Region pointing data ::
======
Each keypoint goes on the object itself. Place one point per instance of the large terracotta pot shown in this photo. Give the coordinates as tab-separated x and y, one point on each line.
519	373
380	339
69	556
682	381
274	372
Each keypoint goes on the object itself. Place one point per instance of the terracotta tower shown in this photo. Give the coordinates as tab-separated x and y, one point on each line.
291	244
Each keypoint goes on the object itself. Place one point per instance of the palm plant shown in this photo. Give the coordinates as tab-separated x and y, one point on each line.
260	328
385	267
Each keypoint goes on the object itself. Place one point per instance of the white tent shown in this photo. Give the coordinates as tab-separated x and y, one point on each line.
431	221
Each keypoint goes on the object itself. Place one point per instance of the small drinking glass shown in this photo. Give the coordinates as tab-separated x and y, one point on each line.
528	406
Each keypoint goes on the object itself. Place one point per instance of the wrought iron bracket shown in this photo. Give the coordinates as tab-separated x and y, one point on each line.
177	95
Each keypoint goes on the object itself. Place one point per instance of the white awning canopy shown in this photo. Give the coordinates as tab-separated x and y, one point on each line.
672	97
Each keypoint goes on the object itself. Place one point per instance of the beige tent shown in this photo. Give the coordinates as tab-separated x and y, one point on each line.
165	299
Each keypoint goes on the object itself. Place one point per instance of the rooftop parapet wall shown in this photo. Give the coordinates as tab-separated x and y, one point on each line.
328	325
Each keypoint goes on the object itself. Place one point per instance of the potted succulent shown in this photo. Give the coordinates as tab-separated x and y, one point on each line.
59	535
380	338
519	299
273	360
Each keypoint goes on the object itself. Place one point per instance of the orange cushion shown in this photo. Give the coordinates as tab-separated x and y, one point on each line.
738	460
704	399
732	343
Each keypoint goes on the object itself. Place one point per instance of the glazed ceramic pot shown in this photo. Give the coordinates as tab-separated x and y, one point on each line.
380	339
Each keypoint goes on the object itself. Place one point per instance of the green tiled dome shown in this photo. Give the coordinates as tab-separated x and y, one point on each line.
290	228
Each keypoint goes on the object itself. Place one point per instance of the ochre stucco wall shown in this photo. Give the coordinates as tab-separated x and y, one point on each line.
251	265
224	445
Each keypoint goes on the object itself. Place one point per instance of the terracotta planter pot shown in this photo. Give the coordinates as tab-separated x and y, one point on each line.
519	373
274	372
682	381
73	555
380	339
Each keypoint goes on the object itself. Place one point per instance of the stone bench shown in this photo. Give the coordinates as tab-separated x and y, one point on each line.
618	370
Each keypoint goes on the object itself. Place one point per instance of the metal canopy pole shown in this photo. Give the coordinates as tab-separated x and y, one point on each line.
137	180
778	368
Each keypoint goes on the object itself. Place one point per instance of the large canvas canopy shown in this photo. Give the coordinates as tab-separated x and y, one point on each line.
======
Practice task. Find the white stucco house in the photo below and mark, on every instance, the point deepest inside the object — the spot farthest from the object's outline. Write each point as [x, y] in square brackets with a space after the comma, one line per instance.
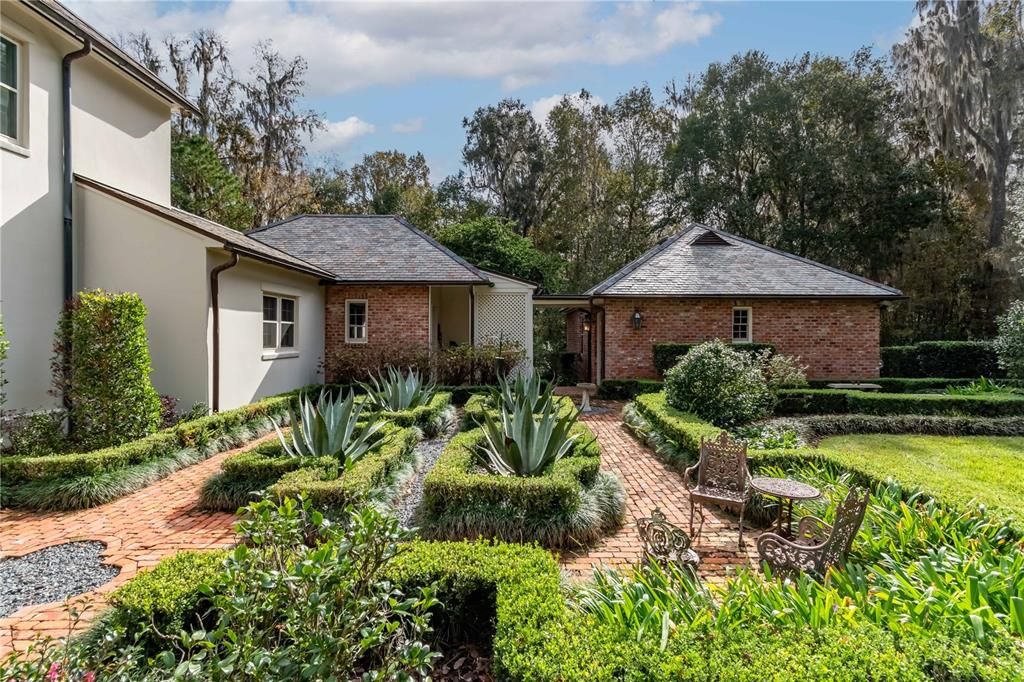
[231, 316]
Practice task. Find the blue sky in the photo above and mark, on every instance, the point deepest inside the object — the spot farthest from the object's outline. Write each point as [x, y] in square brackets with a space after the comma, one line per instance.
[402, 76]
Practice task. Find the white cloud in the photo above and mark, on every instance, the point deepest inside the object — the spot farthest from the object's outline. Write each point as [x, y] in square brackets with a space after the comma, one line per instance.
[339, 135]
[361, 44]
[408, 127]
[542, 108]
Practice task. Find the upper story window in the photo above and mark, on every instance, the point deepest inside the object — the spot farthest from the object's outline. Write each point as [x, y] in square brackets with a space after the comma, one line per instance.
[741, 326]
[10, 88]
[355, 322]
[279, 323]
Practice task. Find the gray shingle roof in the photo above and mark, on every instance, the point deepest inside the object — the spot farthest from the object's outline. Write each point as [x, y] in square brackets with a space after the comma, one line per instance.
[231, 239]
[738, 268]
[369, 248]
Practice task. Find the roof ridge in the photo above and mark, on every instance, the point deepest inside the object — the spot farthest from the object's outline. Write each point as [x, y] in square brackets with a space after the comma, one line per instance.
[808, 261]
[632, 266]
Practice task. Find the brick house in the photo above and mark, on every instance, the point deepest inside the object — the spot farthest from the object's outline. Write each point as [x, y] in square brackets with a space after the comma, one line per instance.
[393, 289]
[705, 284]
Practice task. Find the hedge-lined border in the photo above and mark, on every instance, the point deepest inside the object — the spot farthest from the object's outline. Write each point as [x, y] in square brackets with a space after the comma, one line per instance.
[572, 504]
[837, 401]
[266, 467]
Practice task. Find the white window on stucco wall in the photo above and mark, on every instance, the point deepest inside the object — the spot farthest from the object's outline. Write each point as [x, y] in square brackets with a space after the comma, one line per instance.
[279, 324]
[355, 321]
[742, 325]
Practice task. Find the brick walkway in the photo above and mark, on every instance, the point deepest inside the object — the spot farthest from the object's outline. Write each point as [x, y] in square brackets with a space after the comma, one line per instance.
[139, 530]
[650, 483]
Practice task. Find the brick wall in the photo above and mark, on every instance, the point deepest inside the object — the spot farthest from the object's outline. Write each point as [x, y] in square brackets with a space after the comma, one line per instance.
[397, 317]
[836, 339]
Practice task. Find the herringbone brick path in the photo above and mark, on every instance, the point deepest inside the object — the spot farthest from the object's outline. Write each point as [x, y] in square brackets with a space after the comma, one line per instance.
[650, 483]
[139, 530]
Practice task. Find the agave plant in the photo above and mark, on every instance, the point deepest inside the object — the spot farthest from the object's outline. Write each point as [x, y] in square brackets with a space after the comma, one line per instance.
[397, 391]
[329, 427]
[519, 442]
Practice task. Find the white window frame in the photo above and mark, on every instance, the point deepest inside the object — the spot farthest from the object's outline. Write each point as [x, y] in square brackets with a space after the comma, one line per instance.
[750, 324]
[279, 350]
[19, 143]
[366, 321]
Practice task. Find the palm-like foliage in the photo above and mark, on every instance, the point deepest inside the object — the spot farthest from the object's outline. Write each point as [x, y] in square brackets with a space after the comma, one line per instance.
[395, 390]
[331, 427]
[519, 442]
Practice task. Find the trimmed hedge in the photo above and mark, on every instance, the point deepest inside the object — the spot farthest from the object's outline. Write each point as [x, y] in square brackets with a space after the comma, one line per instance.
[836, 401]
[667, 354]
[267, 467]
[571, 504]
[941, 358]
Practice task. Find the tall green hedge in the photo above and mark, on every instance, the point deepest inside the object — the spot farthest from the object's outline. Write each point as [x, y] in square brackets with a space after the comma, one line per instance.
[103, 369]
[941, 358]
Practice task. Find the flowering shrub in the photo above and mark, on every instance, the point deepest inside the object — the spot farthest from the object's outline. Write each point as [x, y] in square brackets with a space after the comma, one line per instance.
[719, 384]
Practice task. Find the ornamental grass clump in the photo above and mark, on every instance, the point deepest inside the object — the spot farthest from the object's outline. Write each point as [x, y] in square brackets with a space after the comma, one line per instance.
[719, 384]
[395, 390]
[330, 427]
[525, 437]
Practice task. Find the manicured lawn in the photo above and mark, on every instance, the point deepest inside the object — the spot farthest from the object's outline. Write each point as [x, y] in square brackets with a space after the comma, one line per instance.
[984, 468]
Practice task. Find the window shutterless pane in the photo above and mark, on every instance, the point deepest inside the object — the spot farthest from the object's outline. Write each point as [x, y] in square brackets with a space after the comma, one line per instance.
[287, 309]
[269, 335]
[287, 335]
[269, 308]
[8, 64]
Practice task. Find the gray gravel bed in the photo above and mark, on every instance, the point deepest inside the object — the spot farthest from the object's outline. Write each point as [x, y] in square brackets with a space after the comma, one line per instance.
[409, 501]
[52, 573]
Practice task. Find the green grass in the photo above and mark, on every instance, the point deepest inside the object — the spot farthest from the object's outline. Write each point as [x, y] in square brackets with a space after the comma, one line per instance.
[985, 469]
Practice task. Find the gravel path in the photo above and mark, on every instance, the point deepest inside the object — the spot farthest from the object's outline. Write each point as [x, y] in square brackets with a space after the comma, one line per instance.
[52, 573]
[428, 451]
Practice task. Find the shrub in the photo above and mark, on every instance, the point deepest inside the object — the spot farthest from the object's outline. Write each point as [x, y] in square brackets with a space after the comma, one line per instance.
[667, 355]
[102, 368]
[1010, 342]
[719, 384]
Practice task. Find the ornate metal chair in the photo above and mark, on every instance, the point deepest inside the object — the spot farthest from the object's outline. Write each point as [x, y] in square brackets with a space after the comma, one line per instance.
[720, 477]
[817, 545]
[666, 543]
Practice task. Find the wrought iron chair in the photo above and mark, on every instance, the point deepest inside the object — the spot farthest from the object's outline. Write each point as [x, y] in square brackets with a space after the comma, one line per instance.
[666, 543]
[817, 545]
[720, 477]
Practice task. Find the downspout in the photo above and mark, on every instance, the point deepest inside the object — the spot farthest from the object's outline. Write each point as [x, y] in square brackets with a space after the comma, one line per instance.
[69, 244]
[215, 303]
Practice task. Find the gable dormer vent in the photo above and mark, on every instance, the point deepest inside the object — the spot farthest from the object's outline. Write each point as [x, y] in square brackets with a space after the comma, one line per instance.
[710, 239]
======
Brief :: What do the lines above say from the one containing "of the green" down to the one containing "the large canvas"? Return them exactly, both end lines included, and only them.

Task response ::
Each keypoint goes on the object itself. Place one point per instance of the green tiled dome shown in this photo. Give the coordinates as tab-separated x and y, one point on each line.
290	228
Each keypoint goes on the object itself. Place one point per instance of the ochre stucco wall shown in this photo. Give the coordinates as tab-separated x and y, one point on each line.
251	265
224	445
Each keypoint goes on the object itself. Place one point per instance of the terracotta planter pot shown in this photo. Give the coordinates as tab-separated x and y, one point on each line.
519	373
274	372
682	381
73	555
380	339
Each keypoint goes on the object itself. Place one point per instance of the stone bench shown in this photo. Give the coordinates as tab-separated x and y, one point on each line.
618	370
Each keypoint goes on the object itself. Place one point per instance of the metal canopy pole shown in this photo. Give the coordinates as tab-separated x and y, one point on each line.
137	180
778	368
Each keypoint goes on the object itself. Place one point per instance of the large canvas canopy shown in this photo. Give the coordinates as tab-separated x and y, one point on each line.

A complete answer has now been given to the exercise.